* _Text block_

'''

Ever wondered why those motion sensors that switch on your entrance light, can run on 230V without some switchmode powersupply?
And can they be modified to run on 12V, when you need such sensor in a remote place?. .
Here follows a description of how the supply works, and most of all how to modify it for running on 12V and directly controlling a LED lamp.
The following picture shows a 180degree PIR motion sensor PAM42-3.
The good thing about this one is, that it is watertight but still easy to disassemble. No glued parts.
When examined closely, the following main components can be located on top and bottom of the board:
The IC obviously runs on 5V, but the relay is a 24V type.
The diagram can be drawn, in order to investigate the powersupply.
Here we learn that it has a series capacitor (C21) as a voltage divider.
That has the advantage that no power is lost in the voltage drop, as the voltage over a capacitor is 90degree out of phase with the current through it.
For example, when we measure voltage and current separately: 230V x 14.8mA= 3.4W. But when we measure with a Wattmeter that also uses the phase, it shows 0.6W.
The drawback is, that spikes and pulses on the 230V line go straight through the capacitor and will easily damage the electronics, so extra circuitry must be implemented for protection.
(Also, this trick is only usable for very low power, because for higher power there are regulations for a powerfactor >0.9 in order to guarantee the efficiency of the 230V mains distibution system. Powerfactor is cos(phi), where phi is the phase between voltage and current)

'''

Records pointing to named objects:
'''

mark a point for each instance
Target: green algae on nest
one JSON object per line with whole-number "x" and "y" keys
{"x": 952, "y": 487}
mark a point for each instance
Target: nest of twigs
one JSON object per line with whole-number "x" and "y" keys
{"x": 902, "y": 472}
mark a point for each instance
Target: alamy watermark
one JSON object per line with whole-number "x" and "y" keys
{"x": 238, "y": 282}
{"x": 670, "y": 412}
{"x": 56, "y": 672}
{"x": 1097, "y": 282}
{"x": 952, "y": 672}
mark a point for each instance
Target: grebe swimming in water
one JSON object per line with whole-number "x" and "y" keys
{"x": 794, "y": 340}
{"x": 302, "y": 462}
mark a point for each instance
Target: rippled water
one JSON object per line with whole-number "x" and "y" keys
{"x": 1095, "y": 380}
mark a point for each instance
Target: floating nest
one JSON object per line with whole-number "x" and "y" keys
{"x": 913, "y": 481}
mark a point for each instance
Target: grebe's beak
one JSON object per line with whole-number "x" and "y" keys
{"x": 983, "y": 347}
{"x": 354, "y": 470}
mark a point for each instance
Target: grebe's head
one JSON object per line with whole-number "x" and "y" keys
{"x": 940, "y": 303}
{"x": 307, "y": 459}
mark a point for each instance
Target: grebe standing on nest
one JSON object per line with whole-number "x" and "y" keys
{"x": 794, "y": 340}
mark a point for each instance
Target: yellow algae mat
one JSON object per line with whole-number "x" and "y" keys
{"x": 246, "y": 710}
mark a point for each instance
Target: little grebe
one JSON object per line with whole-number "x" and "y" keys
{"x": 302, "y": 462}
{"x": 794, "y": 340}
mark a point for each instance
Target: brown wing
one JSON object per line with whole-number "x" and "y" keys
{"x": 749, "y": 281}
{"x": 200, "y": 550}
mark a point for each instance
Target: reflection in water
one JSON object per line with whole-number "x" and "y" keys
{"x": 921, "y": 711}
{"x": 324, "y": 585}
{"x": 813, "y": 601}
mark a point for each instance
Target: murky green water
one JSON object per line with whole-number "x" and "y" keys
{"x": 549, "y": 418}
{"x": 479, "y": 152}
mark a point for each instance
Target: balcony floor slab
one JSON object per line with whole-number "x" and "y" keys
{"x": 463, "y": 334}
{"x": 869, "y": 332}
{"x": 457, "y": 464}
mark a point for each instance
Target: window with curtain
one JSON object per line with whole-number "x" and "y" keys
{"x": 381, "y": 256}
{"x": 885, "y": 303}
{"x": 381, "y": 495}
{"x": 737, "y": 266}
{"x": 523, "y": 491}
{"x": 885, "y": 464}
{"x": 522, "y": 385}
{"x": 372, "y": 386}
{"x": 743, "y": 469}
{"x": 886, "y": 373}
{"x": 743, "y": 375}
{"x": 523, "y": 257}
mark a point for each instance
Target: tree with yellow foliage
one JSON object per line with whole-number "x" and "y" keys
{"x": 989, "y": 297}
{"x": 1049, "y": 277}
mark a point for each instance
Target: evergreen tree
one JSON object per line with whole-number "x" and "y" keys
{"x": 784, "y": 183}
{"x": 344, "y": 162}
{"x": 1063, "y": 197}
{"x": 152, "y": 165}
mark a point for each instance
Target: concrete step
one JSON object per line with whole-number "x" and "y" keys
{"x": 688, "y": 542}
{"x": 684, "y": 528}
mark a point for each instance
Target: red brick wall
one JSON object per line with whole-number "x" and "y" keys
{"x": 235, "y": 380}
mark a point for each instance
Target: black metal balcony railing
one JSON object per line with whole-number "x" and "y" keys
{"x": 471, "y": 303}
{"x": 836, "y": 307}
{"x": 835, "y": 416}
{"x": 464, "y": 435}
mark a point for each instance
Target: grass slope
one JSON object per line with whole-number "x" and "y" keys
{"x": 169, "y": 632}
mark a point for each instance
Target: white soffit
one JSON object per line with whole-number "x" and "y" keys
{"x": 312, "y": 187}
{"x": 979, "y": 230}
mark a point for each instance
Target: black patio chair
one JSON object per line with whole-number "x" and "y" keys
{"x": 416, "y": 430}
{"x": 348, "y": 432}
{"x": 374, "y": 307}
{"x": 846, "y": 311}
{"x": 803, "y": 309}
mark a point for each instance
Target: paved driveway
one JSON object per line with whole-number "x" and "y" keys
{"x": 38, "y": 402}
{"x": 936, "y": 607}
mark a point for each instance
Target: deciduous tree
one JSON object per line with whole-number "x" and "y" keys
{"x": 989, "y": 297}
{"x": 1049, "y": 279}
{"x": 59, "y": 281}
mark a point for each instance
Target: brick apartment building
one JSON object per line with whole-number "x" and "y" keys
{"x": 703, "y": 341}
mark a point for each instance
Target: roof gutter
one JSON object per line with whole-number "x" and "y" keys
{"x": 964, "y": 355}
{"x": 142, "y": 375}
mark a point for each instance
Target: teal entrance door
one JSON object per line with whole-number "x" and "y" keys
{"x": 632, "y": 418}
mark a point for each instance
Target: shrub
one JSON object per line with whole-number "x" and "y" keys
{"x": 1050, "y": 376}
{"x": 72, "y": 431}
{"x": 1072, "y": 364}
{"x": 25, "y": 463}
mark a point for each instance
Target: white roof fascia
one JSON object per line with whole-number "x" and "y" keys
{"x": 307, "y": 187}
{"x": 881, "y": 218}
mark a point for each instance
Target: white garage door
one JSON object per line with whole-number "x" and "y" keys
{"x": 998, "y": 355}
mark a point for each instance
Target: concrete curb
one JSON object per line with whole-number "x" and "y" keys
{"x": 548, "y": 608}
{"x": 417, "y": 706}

'''

* _Work to do_
**a)** In the motion sensor text, what voltage type is the relay?
**b)** Please identify every line of the records that contains the word "black" and copy each one.

* _Final results_
**a)** The relay is a 24V type.

**b)**
Target: black metal balcony railing
Target: black patio chair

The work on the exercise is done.